:: Provided records ::
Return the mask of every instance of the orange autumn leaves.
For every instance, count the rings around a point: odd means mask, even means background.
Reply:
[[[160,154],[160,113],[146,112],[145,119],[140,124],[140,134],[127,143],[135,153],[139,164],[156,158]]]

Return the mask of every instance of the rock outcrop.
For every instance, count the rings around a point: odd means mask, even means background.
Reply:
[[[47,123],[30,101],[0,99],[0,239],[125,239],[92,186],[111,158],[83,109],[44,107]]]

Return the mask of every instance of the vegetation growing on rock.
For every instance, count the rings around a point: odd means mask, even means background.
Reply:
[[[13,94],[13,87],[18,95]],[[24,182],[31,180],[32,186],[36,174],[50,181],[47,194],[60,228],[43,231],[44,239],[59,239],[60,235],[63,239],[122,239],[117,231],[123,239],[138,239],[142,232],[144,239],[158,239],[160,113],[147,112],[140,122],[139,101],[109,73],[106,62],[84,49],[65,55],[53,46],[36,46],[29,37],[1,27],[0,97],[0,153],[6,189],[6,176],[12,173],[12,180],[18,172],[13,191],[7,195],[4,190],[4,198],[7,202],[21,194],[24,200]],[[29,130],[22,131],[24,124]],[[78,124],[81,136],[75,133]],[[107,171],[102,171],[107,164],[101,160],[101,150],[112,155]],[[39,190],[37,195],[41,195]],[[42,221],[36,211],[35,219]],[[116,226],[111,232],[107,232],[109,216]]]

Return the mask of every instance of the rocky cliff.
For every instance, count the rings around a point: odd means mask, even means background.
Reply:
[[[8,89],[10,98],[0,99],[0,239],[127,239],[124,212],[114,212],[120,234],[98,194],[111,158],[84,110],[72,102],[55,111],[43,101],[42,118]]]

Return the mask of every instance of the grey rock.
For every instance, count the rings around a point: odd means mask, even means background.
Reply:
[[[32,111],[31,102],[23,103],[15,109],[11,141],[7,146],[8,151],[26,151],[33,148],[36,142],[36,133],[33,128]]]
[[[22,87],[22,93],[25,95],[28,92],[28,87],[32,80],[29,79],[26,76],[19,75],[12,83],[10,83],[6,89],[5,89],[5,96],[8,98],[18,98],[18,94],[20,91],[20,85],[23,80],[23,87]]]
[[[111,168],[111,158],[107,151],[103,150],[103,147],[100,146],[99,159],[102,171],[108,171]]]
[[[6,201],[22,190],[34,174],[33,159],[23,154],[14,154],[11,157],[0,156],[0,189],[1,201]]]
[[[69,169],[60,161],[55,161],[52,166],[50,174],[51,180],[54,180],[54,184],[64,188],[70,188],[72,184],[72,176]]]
:::
# [What the task requires]
Copy out the records from the line with "Return the mask of every instance of the grey" through the end of the records, including both the first and last lines, with every line unchanged.

# [Written answer]
Return the mask of every instance of the grey rock.
For every instance, count the rings around a point: odd means mask, even means background.
Reply:
[[[32,111],[31,102],[23,103],[15,109],[11,141],[7,146],[8,151],[26,151],[33,148],[36,142],[36,133],[33,128]]]
[[[22,87],[22,93],[25,95],[28,92],[28,87],[32,80],[29,79],[26,76],[19,75],[12,83],[10,83],[6,89],[5,89],[5,96],[8,98],[18,98],[18,94],[20,91],[20,85],[23,80],[23,87]]]
[[[111,168],[111,158],[107,151],[103,150],[103,147],[100,146],[99,159],[102,171],[108,171]]]
[[[6,201],[22,190],[34,174],[33,159],[23,154],[14,154],[11,157],[0,156],[0,189],[1,201]]]
[[[69,169],[60,161],[55,161],[52,166],[50,174],[51,180],[54,180],[54,184],[64,188],[70,188],[72,184],[72,176]]]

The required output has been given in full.